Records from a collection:
□ □ □ □

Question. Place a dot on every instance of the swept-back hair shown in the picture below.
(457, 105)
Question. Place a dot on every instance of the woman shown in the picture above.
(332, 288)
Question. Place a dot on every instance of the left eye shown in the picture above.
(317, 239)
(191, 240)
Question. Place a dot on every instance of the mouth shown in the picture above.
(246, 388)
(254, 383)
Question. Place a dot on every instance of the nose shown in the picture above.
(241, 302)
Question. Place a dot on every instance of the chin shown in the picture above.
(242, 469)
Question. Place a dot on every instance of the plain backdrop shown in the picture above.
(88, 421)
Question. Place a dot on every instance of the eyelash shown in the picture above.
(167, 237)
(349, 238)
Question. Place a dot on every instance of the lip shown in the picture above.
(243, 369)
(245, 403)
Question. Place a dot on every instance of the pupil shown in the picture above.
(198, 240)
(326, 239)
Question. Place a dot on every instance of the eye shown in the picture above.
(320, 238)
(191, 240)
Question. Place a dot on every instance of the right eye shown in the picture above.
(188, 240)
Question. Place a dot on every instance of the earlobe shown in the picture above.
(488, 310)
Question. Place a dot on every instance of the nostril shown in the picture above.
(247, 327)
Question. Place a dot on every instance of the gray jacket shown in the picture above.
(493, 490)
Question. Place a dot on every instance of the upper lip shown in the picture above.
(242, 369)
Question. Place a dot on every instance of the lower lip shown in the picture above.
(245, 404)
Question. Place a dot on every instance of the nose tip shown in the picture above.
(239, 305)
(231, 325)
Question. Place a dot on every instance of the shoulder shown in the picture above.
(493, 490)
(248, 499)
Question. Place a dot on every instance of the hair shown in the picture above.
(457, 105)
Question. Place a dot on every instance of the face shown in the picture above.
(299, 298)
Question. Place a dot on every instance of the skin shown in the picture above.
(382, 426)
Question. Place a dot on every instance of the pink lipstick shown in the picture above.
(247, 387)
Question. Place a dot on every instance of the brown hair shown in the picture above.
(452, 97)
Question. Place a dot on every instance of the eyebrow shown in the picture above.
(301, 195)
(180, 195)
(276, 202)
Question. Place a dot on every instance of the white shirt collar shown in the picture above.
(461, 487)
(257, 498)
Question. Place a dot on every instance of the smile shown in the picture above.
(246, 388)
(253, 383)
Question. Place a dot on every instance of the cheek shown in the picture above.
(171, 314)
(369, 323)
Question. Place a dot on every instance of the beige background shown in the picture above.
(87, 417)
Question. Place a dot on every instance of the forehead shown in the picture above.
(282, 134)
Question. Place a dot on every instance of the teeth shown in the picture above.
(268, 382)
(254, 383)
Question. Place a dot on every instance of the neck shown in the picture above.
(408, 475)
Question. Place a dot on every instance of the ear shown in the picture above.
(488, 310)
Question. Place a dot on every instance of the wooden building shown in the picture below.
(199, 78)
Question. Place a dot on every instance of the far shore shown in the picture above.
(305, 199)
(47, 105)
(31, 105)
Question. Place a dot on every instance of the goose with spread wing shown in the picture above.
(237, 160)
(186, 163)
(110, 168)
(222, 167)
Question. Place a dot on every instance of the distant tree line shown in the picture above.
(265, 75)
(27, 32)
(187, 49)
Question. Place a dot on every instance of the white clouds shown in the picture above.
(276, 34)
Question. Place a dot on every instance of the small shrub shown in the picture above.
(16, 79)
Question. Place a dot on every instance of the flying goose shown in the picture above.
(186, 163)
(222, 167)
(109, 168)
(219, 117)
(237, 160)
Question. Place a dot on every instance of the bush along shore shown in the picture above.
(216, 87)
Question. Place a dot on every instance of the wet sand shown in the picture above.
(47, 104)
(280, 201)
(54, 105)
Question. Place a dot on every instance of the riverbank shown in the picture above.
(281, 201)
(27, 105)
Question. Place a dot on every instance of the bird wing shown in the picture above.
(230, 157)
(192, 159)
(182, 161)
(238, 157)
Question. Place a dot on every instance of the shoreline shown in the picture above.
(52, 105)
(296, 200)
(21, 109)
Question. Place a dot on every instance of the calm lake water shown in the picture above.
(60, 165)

□ □ □ □

▶ [STATED EXERCISE]: Repeat, with no changes, each line from the one with "Question. Place a dot on every instance of the white shirt" to the end of the listing, including both ends and nothing else.

▶ [WORKED ANSWER]:
Question. Place a dot on every instance of the white shirt collar shown in the picture above.
(461, 487)
(257, 498)
Question. Place a dot on every instance of the smile shown in the picture above.
(246, 388)
(253, 383)
Question. Place a dot on every instance of the cheek shown in the picture above.
(171, 314)
(369, 323)
Question. Place a dot on every instance of the beige background shown in the picture above.
(87, 417)
Question. Place a dot on every instance of the forehead shown in the picture above.
(282, 134)
Question. Place a dot on every instance of the teeth shown in the picture above.
(268, 382)
(254, 383)
Question. Place a dot on every instance of the neck shown in the picture above.
(408, 475)
Question. Place a dot on every instance of the ear shown in the picture above.
(488, 310)
Question. Place a dot on every instance of the wooden building shown in the picture below.
(199, 78)
Question. Place a dot on every instance of the far shore shown in the picture above.
(305, 199)
(47, 105)
(31, 105)
Question. Place a dot on every instance of the goose with spread wing shown in the picture above.
(237, 160)
(186, 163)
(110, 168)
(222, 167)
Question. Place a dot on every instance of the distant tree line shown in the picture above.
(265, 75)
(27, 32)
(187, 49)
Question. Place a dot on every instance of the white clouds shown in the picture above.
(276, 34)
Question. Place a dot on every instance of the small shrub shown in the picture above.
(16, 79)
Question. Place a dot on every instance of the flying goose shown in the picture above.
(186, 163)
(222, 167)
(109, 168)
(219, 117)
(237, 160)
Question. Place a dot on every instance of the bush along shore shown in the picture above.
(216, 87)
Question. Place a dot on every instance of the wet sand shown in the picture above.
(47, 104)
(280, 201)
(54, 105)
Question. Place a dot on every instance of the riverbank shown in the picture above.
(281, 201)
(27, 105)
Question. Place a dot on every instance of the bird wing shown in the picture above.
(230, 157)
(192, 159)
(182, 161)
(238, 157)
Question. Place a dot on every instance of the shoreline shown in the picture above.
(52, 105)
(296, 200)
(21, 109)
Question. Place a dot on every instance of the calm lake water shown in the picture above.
(60, 165)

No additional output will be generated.